**Work order**
Below are some records. Return exactly the lines from the one containing "In this exercise you will indicate the blue sky" through the one containing "In this exercise you will indicate the white flag with", both included, and only those.
+-------+
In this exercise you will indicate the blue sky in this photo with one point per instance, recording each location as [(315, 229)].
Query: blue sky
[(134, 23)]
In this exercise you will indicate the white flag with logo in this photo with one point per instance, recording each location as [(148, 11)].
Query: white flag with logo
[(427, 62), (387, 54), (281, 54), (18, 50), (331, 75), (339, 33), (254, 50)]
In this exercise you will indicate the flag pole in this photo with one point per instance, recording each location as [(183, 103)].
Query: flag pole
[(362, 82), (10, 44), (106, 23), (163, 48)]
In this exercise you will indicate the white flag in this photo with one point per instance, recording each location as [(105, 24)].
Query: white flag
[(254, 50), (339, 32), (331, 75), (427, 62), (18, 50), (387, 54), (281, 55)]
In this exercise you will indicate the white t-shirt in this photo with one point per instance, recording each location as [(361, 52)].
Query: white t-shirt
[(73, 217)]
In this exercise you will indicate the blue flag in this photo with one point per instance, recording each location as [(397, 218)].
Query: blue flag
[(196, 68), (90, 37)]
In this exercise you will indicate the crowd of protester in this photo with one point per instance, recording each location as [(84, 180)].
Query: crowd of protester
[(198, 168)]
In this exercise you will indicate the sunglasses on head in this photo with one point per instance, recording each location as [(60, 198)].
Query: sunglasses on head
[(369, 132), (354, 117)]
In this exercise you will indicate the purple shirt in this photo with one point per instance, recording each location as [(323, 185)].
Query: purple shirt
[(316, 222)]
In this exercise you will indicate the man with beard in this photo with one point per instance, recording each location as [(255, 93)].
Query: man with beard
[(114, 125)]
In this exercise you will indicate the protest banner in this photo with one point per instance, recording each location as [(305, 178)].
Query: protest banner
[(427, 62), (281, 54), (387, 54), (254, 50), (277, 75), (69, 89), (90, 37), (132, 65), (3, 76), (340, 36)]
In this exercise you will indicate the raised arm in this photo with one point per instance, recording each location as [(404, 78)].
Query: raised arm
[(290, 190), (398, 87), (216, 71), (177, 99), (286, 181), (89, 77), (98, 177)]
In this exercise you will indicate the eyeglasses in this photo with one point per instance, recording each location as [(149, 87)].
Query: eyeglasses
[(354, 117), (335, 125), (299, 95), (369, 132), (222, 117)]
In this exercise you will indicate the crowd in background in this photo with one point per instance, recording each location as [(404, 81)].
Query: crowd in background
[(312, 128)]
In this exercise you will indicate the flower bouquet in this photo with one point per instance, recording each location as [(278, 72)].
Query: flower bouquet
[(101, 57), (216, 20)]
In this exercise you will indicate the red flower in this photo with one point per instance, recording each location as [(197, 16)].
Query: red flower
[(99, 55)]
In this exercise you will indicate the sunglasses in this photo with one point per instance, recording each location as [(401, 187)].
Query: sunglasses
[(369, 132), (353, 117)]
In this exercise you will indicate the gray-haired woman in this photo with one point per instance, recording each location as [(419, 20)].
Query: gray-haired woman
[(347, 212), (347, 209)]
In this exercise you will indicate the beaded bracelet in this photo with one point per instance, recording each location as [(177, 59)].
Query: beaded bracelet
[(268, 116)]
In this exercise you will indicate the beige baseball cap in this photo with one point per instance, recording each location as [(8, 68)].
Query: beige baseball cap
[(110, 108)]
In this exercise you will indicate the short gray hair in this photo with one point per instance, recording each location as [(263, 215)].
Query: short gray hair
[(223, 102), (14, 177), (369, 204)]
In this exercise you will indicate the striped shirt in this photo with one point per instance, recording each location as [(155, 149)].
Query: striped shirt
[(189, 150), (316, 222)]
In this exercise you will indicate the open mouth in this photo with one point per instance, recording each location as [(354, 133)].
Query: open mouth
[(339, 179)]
+-------+
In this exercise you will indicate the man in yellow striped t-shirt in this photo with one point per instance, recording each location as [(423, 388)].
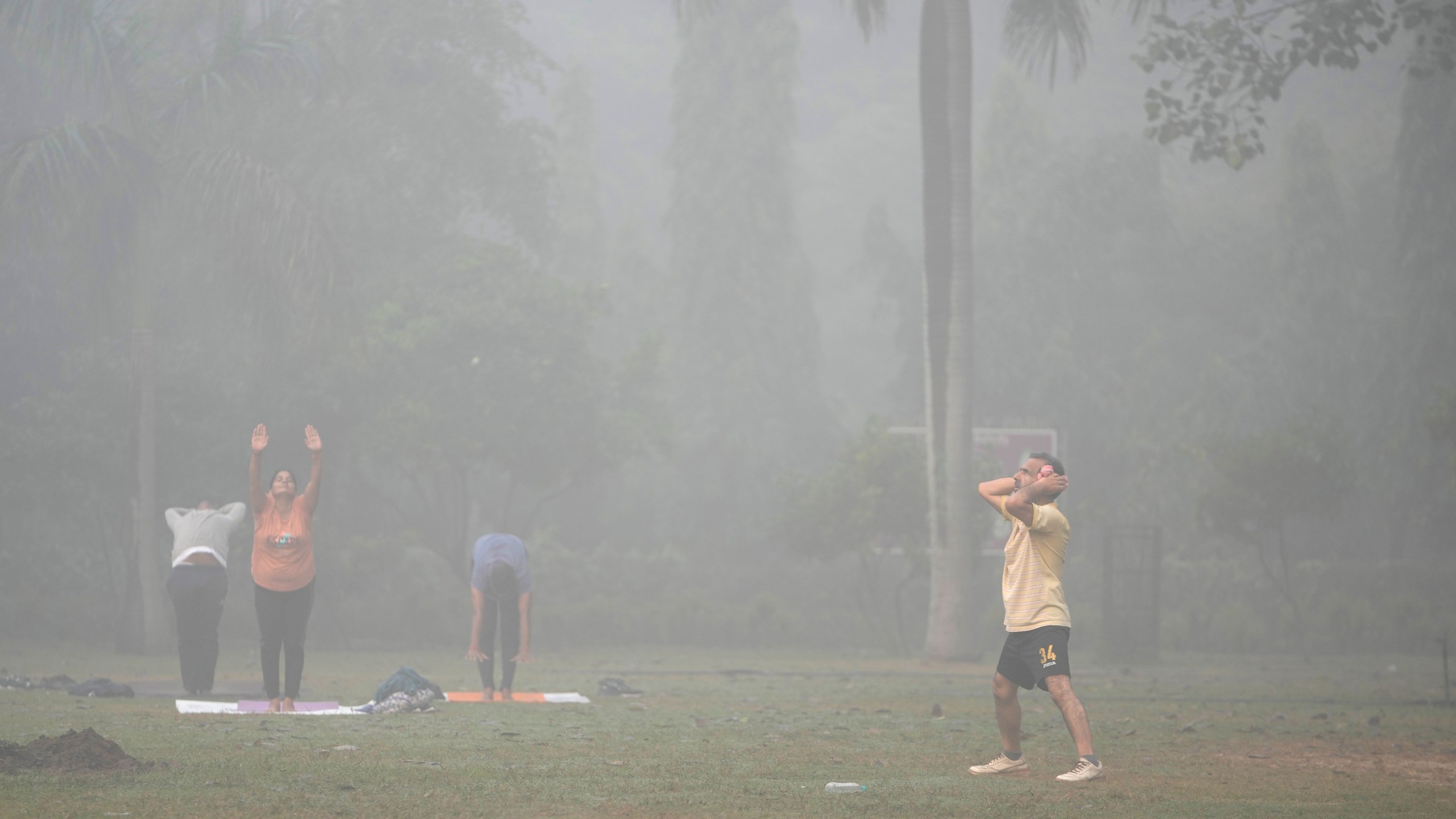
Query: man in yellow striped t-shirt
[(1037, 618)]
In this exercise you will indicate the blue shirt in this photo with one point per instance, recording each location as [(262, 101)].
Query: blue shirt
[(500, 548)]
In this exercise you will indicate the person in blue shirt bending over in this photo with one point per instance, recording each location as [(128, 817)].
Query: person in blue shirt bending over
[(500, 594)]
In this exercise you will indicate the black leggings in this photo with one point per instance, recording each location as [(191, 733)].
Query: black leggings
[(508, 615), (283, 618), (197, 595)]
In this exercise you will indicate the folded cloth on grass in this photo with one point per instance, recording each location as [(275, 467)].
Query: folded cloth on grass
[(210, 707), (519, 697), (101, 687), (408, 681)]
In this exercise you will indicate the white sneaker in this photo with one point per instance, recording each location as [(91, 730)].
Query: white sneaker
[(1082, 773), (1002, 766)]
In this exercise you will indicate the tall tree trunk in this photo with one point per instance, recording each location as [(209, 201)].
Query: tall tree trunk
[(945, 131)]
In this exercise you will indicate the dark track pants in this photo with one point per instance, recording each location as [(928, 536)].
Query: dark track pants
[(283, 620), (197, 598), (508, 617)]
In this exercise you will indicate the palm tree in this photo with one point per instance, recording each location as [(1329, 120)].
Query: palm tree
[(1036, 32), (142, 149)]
+-------+
**Answer to the exercise**
In this exercise you will indicate the blue sky in this photo with one point per instance, recording each location as [(315, 229)].
Query: blue sky
[(134, 23)]
In this exercise you will indicate the white flag with logo in this photo with one point per instance, recording each location as [(148, 11)].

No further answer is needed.